[A block of data]
::::

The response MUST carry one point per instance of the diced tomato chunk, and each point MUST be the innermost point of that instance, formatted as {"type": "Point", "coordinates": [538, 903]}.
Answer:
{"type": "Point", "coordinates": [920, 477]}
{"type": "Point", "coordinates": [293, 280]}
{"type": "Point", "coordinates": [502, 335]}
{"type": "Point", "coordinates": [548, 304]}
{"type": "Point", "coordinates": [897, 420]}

::::

| GIVEN EXERCISE |
Arrange every line of the material above as a numbered list, leaving out any blank lines.

| THE REPLY |
1. The response MUST carry one point per instance of the diced tomato chunk, and each point MUST be the innermost point of that instance, formatted as {"type": "Point", "coordinates": [538, 903]}.
2. Answer:
3. {"type": "Point", "coordinates": [920, 477]}
4. {"type": "Point", "coordinates": [293, 280]}
5. {"type": "Point", "coordinates": [502, 335]}
6. {"type": "Point", "coordinates": [548, 304]}
7. {"type": "Point", "coordinates": [897, 420]}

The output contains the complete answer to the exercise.